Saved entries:
++++++++

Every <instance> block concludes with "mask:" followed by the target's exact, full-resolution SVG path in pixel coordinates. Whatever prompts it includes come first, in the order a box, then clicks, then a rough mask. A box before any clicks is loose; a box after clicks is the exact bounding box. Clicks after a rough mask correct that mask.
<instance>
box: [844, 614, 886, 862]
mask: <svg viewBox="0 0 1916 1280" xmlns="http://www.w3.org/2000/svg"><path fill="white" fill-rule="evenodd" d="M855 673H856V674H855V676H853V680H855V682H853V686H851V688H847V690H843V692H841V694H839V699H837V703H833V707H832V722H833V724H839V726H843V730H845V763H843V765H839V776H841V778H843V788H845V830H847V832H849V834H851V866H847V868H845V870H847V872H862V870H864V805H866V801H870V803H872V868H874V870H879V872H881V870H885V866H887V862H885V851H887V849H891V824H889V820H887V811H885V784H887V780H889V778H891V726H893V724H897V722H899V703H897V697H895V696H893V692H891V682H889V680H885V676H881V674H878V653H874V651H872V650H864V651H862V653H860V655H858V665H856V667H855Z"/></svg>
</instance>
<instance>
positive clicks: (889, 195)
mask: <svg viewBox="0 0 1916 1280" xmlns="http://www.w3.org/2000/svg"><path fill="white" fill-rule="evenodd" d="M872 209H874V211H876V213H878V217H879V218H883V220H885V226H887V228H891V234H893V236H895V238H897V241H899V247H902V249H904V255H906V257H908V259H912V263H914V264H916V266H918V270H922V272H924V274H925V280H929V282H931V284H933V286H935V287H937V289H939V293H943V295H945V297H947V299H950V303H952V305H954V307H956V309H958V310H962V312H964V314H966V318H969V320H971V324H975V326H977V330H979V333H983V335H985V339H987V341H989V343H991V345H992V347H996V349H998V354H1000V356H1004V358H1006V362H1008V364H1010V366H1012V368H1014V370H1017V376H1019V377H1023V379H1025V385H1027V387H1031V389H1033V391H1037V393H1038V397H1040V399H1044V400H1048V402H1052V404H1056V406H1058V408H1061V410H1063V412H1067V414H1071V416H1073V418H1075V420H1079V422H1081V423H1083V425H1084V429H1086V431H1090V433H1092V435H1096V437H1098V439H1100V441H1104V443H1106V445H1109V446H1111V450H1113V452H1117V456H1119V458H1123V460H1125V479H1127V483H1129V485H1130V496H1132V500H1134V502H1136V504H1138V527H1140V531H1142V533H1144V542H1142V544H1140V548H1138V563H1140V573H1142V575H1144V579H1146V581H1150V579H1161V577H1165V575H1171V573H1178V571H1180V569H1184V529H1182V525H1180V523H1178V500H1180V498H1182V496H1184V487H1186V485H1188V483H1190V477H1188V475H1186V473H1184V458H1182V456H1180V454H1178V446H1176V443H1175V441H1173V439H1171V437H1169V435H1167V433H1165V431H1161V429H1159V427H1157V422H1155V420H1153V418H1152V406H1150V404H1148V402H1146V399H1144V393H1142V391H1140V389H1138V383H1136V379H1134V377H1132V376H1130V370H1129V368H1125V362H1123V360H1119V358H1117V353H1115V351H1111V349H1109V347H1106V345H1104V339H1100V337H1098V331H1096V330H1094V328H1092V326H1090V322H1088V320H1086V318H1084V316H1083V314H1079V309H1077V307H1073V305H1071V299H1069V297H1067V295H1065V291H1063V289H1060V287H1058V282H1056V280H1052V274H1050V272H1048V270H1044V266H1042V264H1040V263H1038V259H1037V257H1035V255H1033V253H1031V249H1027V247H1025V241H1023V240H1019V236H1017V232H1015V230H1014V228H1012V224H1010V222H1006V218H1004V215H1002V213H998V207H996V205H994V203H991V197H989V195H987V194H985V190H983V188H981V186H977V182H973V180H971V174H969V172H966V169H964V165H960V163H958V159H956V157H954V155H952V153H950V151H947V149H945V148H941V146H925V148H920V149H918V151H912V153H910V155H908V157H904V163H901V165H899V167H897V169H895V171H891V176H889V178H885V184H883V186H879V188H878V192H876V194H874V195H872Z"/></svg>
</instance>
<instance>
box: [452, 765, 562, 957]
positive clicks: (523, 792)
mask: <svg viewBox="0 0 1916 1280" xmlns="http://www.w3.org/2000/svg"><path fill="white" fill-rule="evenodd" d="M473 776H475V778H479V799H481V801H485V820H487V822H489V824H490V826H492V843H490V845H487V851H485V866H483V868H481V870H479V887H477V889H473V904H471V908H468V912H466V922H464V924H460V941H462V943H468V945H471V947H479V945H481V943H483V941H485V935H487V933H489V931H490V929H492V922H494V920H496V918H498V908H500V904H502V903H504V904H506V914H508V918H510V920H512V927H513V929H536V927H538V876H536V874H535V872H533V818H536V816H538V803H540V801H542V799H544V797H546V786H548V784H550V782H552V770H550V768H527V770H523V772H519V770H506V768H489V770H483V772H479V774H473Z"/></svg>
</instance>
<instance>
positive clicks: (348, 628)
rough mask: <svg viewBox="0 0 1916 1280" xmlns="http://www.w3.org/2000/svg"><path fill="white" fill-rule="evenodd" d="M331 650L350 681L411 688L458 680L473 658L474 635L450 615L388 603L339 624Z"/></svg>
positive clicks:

++++++++

= EXERCISE OBJECTIVE =
Rewrite the whole listing above as a JSON array of strings, one string per line, leaving out any blank lines.

= RESPONSE BOX =
[
  "Every <instance> block concludes with \"mask:\" followed by the target's exact, full-resolution SVG path in pixel coordinates. Whatever prompts it includes come first, in the order a box, then clicks, then a rough mask. A box before any clicks is loose; a box after clicks is the exact bounding box. Clicks after a rough mask correct that mask.",
  "<instance>",
  "box: [844, 614, 886, 862]",
  "mask: <svg viewBox=\"0 0 1916 1280\" xmlns=\"http://www.w3.org/2000/svg\"><path fill=\"white\" fill-rule=\"evenodd\" d=\"M855 673H856V674H855V676H853V680H855V682H853V686H851V688H847V690H843V692H841V694H839V699H837V703H833V707H832V722H833V724H839V726H843V730H845V763H843V765H839V776H841V778H843V788H845V830H847V832H849V834H851V866H847V868H845V870H847V872H862V870H864V805H866V801H870V803H872V868H874V870H879V872H881V870H885V866H887V862H885V851H887V849H891V824H889V820H887V811H885V784H887V780H889V778H891V726H893V724H897V722H899V703H897V697H895V696H893V692H891V682H889V680H885V676H881V674H878V653H874V651H872V650H864V651H862V653H860V655H858V665H856V667H855Z\"/></svg>",
  "</instance>",
  "<instance>",
  "positive clicks: (889, 195)",
  "mask: <svg viewBox=\"0 0 1916 1280\" xmlns=\"http://www.w3.org/2000/svg\"><path fill=\"white\" fill-rule=\"evenodd\" d=\"M872 209H874V211H876V213H878V217H879V218H883V220H885V226H887V228H891V234H893V236H895V238H897V241H899V247H902V249H904V255H906V257H908V259H912V263H914V264H916V266H918V270H922V272H924V274H925V280H929V282H931V284H933V286H935V287H937V289H939V293H943V295H945V297H947V299H950V303H952V305H954V307H956V309H958V310H962V312H964V314H966V318H969V320H971V324H975V326H977V330H979V333H983V335H985V339H987V341H989V343H991V345H992V347H996V349H998V354H1000V356H1004V358H1006V362H1008V364H1010V366H1012V368H1014V370H1017V376H1019V377H1023V379H1025V385H1027V387H1031V389H1033V391H1037V393H1038V397H1040V399H1044V400H1048V402H1052V404H1056V406H1058V408H1061V410H1063V412H1067V414H1071V416H1073V418H1075V420H1079V422H1081V423H1083V425H1084V429H1086V431H1090V433H1092V435H1096V437H1098V439H1100V441H1104V443H1106V445H1109V446H1111V450H1113V452H1117V456H1119V458H1123V460H1125V479H1127V483H1129V485H1130V496H1132V500H1134V502H1136V504H1138V527H1140V531H1142V533H1144V542H1142V544H1140V548H1138V563H1140V573H1142V575H1144V579H1146V581H1150V579H1161V577H1165V575H1171V573H1178V571H1180V569H1184V529H1182V525H1180V523H1178V500H1180V498H1182V496H1184V487H1186V485H1188V483H1190V477H1188V475H1186V473H1184V458H1182V456H1180V454H1178V446H1176V443H1175V441H1173V439H1171V437H1169V435H1167V433H1165V431H1161V429H1159V427H1157V422H1155V420H1153V418H1152V406H1150V404H1148V402H1146V399H1144V393H1142V391H1140V389H1138V383H1136V379H1134V377H1132V376H1130V370H1129V368H1125V362H1123V360H1119V358H1117V353H1115V351H1111V349H1109V347H1106V345H1104V339H1100V337H1098V331H1096V330H1094V328H1092V326H1090V322H1088V320H1086V318H1084V316H1083V314H1079V309H1077V307H1073V305H1071V299H1069V297H1067V295H1065V291H1063V289H1060V287H1058V282H1056V280H1052V274H1050V272H1048V270H1044V266H1042V264H1040V263H1038V259H1037V257H1035V255H1033V253H1031V249H1027V247H1025V241H1023V240H1019V236H1017V232H1015V230H1014V228H1012V224H1010V222H1006V218H1004V215H1002V213H998V207H996V205H994V203H991V197H989V195H987V194H985V190H983V188H981V186H977V182H973V180H971V174H969V172H966V169H964V165H960V163H958V159H956V157H954V155H952V153H950V151H947V149H945V148H941V146H925V148H920V149H918V151H912V153H910V155H908V157H904V163H901V165H899V167H897V169H895V171H891V176H889V178H885V184H883V186H879V188H878V192H876V194H874V195H872Z\"/></svg>",
  "</instance>",
  "<instance>",
  "box: [452, 765, 562, 957]",
  "positive clicks: (523, 792)",
  "mask: <svg viewBox=\"0 0 1916 1280\" xmlns=\"http://www.w3.org/2000/svg\"><path fill=\"white\" fill-rule=\"evenodd\" d=\"M473 776H475V778H479V799H481V801H485V820H487V822H489V824H490V826H492V843H490V845H487V851H485V866H483V868H481V870H479V887H477V889H473V904H471V908H468V912H466V922H464V924H460V941H462V943H468V945H471V947H479V945H481V943H483V941H485V935H487V933H489V931H490V929H492V922H494V920H496V918H498V908H500V904H502V903H504V904H506V914H508V918H510V920H512V927H513V929H536V927H538V876H536V874H535V872H533V818H536V816H538V803H540V801H542V799H544V797H546V786H548V784H550V782H552V770H550V768H527V770H523V772H519V770H506V768H489V770H483V772H479V774H473Z\"/></svg>",
  "</instance>",
  "<instance>",
  "positive clicks: (348, 628)",
  "rough mask: <svg viewBox=\"0 0 1916 1280\" xmlns=\"http://www.w3.org/2000/svg\"><path fill=\"white\" fill-rule=\"evenodd\" d=\"M331 650L350 681L411 688L458 680L473 658L474 635L450 615L388 603L339 624Z\"/></svg>",
  "positive clicks:"
]